Document:
Commentary: Revitalization in small town USA is a blueprint for economic development in minority communities

Commentary: Revitalization in small town USA is a blueprint for economic development in minority communities
March 15
02:00 2018

For the past couple of decades, communities across the country have been hyper focused on downtown revitalization. Small towns and large cities awakened to the importance of having a thriving central business district.  City leaders sought to fight back after decades of losing business to the expanding suburban malls.  Booming downtowns provide much needed tax revenue, jobs, quality of life, and enhances the overall social fabric of the community at-large.

In Winston-Salem alone, nearly $2 billion have been invested in downtown revitalization efforts, which have resulted in 4,000 new residents, more hotels, restaurants, and even a remodeled convention center and public library.  Neighboring Greensboro plans to invest another $500 million in their downtown, with High Point working tirelessly to construct a minor league baseball stadium to spur development in downtown.

However, the growth in downtowns have not been isolated to mid- and large-tier cities – small towns have been focused on breathing new life in their downtowns, too.  I’m honored to personally know many of the people responsible for leading some key rural areas.  BJ Murphy, former mayor of Kinston; Esther Manheimer, mayor of Asheville; Ian Baltutis, mayor of Burlington; and Newell Clark, mayor of Lexington [N.C.]  – all wonderful friends of mine.

I’ve made countless trips to Kinston and witnessed firsthand their small community undergo massive changes.  Local food entrepreneur Vivian Howard has been a driving force; she has a starring role in the award-winning PBS television series “A Chef’s Life,” and head chef and owner of the restaurant Chef & the Farmer, which she chose to locate in her hometown.

Undoubtedly, Stephen Hill is also a well-known name around town. He grew up in Kinston, and his family built a successful company in Kinston. Now he is laser-focused on giving back.  Hill is the “money” behind Mother’s Earth Brewing, Mother Earth Motor Lodge, and a luxury boutique hotel The O’Neil.  Mr. Hill has also been directly responsible for transforming a blighted residential neighborhood located adjacent to downtown Kinston.

Task requirements:
**A.** Answer these questions from the commentary:
(i) About how much has been invested in downtown revitalization in Winston-Salem?
(ii) What restaurant does Vivian Howard own?
(iii) What is the name of the luxury boutique hotel backed by Stephen Hill?
**B.** Reproduce the commentary word for word, starting at the words "However, the growth" and ending after "in her hometown.".
**C.** According to the commentary, why did city leaders turn their attention to revitalizing downtowns?

Dataset records on object locations
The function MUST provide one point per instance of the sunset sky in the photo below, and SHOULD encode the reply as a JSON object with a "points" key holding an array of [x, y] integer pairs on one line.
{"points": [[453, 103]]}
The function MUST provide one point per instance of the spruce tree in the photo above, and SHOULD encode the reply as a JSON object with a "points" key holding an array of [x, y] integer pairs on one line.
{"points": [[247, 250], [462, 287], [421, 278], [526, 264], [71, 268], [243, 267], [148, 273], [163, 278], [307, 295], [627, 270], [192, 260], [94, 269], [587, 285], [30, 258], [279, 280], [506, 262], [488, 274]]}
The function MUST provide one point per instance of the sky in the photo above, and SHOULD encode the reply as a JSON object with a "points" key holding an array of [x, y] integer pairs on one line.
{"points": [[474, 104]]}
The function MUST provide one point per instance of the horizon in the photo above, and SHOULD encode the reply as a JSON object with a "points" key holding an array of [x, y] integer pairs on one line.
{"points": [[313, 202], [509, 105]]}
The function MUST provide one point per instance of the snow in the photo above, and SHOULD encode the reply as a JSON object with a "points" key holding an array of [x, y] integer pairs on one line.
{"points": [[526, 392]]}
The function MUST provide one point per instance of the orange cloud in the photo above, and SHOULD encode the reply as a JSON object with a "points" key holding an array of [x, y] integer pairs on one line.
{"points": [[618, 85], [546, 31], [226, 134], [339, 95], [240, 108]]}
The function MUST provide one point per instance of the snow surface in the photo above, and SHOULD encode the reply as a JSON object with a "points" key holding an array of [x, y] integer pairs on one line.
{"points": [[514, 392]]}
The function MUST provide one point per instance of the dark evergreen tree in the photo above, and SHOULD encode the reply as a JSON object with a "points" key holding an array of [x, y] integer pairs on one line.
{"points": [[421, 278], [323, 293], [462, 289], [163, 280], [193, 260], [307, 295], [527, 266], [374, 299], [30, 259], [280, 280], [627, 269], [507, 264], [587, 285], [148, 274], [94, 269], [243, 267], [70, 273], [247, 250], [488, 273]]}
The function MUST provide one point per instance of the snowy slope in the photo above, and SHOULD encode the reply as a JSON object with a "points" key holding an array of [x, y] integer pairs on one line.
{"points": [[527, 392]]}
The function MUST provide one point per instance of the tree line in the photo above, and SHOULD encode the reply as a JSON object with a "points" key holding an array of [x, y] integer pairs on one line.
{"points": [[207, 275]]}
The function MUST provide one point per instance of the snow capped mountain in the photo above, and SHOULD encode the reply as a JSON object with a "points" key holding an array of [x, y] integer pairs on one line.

Solutions:
**A.**
(i) Nearly $2 billion.
(ii) Chef & the Farmer.
(iii) The O’Neil.

**B.**
However, the growth in downtowns have not been isolated to mid- and large-tier cities – small towns have been focused on breathing new life in their downtowns, too.  I’m honored to personally know many of the people responsible for leading some key rural areas.  BJ Murphy, former mayor of Kinston; Esther Manheimer, mayor of Asheville; Ian Baltutis, mayor of Burlington; and Newell Clark, mayor of Lexington [N.C.]  – all wonderful friends of mine.

I’ve made countless trips to Kinston and witnessed firsthand their small community undergo massive changes.  Local food entrepreneur Vivian Howard has been a driving force; she has a starring role in the award-winning PBS television series “A Chef’s Life,” and head chef and owner of the restaurant Chef & the Farmer, which she chose to locate in her hometown.

**C.** They sought to fight back after decades of losing business to the expanding suburban malls. Booming downtowns provide tax revenue, jobs and quality of life, and they strengthen the community’s social fabric.